Excerpts from a point labeling dataset
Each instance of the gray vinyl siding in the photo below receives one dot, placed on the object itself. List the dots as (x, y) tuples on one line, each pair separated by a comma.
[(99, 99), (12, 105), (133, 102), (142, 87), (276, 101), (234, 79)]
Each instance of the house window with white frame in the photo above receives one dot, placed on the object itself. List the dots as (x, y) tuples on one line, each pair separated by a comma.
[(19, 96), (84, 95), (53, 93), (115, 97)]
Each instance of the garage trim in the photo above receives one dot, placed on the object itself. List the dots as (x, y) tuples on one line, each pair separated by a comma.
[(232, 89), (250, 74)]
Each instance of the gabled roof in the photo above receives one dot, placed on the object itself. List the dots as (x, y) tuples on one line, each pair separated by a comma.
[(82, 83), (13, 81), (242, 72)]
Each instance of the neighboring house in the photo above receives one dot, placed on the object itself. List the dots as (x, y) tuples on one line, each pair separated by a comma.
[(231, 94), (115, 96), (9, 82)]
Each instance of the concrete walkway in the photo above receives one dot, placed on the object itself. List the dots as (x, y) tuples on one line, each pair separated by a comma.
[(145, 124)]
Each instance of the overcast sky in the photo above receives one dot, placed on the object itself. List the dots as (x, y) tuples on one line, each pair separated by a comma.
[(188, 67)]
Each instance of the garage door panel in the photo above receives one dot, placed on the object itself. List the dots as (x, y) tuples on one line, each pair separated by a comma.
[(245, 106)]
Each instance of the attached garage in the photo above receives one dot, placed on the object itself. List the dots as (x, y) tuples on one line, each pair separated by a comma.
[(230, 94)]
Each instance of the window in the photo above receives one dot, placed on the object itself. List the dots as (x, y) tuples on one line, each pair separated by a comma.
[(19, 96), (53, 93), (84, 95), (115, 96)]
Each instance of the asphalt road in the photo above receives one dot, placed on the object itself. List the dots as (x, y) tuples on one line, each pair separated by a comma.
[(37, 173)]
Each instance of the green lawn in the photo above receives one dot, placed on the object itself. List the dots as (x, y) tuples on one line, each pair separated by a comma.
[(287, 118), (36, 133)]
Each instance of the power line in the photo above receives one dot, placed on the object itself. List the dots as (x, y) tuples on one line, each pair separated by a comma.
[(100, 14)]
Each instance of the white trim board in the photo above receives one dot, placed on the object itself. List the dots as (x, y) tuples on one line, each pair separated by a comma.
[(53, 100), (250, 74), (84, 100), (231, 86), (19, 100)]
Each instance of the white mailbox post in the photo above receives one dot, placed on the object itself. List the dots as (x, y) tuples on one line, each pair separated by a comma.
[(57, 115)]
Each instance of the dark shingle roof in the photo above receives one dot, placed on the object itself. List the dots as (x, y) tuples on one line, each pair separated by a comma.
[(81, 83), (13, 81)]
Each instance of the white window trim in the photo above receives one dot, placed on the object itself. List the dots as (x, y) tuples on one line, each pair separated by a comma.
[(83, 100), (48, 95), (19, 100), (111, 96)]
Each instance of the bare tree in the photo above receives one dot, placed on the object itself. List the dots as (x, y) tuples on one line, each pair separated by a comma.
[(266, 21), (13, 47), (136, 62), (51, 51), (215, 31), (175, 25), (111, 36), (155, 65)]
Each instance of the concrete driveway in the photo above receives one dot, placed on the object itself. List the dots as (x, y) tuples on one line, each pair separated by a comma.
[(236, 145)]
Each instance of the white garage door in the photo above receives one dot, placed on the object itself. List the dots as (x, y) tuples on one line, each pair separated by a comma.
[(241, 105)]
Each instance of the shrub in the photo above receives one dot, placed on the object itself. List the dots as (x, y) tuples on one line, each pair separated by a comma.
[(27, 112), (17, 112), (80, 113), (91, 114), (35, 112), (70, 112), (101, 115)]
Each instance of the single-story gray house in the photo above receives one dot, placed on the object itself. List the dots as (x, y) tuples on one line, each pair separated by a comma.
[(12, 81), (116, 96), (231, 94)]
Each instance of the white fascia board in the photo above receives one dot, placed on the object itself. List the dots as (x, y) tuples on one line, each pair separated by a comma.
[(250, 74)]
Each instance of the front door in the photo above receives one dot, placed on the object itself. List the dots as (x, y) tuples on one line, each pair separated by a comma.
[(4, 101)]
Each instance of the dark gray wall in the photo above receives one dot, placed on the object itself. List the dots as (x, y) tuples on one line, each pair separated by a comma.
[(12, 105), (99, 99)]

▶ **YOUR INSTRUCTIONS**
Copy, without any changes, the lines from the items above, starting with the line that contains "Each instance of the house" and going on through the line that contains "[(232, 89), (250, 74)]".

▶ **OUTPUT FOR THIS TASK**
Each instance of the house window with white frame in the photo above receives one dot, placed on the object itself. List the dots as (x, y) tuples on one line, each pair separated by a comma.
[(19, 96), (84, 95), (53, 93), (115, 97)]
Each instance of the garage trim in the photo above receives one dot, placed on the object itself. List the dots as (x, y) tuples on one line, each pair separated by a comma.
[(232, 89), (250, 74)]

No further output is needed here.